> **Instructions for the task**:
Which lines of the records contain the string "rough"? Report each of them in full.

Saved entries
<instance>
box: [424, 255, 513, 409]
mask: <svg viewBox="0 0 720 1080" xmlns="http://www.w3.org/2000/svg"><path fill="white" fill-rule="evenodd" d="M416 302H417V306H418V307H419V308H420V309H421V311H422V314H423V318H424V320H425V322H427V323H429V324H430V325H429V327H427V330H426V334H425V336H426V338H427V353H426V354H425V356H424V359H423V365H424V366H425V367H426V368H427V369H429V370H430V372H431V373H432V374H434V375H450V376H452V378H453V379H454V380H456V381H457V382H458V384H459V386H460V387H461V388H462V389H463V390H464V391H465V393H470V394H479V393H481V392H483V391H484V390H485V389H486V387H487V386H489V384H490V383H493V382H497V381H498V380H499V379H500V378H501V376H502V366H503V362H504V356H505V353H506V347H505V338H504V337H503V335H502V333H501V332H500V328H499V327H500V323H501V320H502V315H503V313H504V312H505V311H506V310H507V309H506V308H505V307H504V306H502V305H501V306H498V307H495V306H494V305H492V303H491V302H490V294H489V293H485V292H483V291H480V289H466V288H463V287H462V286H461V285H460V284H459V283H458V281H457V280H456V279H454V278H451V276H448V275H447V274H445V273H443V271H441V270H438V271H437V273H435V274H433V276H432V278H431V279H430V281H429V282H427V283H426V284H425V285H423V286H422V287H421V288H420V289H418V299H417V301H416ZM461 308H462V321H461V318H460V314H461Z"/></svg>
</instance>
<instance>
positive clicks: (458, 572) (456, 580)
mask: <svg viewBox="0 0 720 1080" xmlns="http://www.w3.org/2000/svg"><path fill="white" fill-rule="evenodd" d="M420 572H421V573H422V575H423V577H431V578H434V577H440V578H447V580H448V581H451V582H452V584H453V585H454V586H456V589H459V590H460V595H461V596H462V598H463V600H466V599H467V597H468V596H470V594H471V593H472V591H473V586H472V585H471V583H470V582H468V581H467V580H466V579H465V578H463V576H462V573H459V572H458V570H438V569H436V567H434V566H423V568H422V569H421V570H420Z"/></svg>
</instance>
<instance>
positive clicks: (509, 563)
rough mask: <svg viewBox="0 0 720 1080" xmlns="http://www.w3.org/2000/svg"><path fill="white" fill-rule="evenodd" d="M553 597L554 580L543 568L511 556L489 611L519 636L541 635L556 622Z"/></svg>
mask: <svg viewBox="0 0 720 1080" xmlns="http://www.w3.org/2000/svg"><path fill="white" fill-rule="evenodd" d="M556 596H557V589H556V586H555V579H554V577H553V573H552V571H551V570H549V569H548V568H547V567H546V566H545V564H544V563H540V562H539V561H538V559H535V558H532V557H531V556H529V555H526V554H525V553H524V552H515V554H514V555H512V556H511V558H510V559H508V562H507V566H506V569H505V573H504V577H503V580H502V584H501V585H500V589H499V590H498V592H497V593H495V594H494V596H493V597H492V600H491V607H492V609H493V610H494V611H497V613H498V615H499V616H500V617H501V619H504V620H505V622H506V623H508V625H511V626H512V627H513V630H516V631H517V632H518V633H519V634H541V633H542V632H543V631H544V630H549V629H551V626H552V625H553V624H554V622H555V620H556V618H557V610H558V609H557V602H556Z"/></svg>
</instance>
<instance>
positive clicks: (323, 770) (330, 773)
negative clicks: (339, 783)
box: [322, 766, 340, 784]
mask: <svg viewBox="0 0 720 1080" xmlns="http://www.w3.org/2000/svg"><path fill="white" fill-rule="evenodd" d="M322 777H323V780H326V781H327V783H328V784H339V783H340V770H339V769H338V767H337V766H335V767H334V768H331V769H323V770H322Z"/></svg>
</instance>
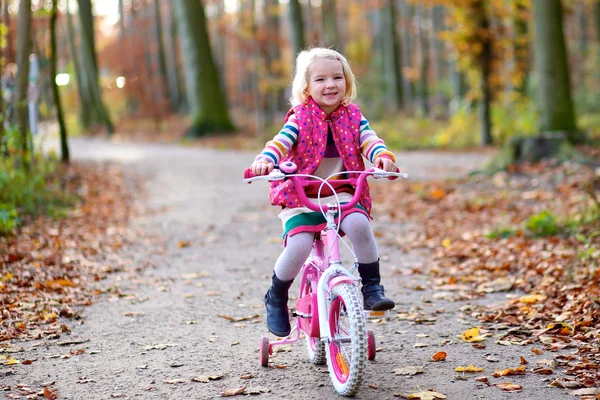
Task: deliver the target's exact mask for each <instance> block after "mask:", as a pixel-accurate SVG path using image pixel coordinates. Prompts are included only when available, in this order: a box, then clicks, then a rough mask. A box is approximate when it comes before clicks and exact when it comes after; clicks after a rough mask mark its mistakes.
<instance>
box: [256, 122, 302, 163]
mask: <svg viewBox="0 0 600 400" xmlns="http://www.w3.org/2000/svg"><path fill="white" fill-rule="evenodd" d="M299 132H300V131H299V129H298V120H297V119H296V117H295V116H294V115H293V114H292V115H291V116H290V118H289V119H288V120H287V122H286V123H285V125H284V126H283V128H281V130H280V131H279V133H278V134H277V135H275V137H274V138H273V139H272V140H269V141H268V142H267V144H266V145H265V148H264V149H263V151H261V152H260V154H259V155H258V156H256V159H255V160H254V161H255V162H256V161H263V162H268V163H274V164H279V161H280V160H281V159H282V158H283V157H285V156H286V155H287V154H288V153H289V152H290V150H292V147H294V146H295V145H296V143H297V142H298V133H299Z"/></svg>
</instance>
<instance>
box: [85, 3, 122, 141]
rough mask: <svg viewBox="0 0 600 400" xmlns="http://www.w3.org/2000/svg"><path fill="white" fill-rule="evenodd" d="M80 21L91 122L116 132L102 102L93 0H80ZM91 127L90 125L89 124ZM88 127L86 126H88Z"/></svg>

> **Response**:
rough mask: <svg viewBox="0 0 720 1080" xmlns="http://www.w3.org/2000/svg"><path fill="white" fill-rule="evenodd" d="M553 597L554 580L543 568L511 556L489 611L519 636L541 635L556 622Z"/></svg>
Task: deliver the target's exact mask for each <instance> block after "mask:", as a pixel-accurate SVG path using image pixel coordinates. Prompts are included only when available, in this order: a box, then clicks, then a rough mask. A box is approximate when it comes before clicks and exact when it comes after; clicks after a rough mask mark its mistakes.
rough mask: <svg viewBox="0 0 600 400" xmlns="http://www.w3.org/2000/svg"><path fill="white" fill-rule="evenodd" d="M80 21L91 122L116 132L102 102L93 0H80ZM91 127L90 125L89 124ZM88 127L86 126H88Z"/></svg>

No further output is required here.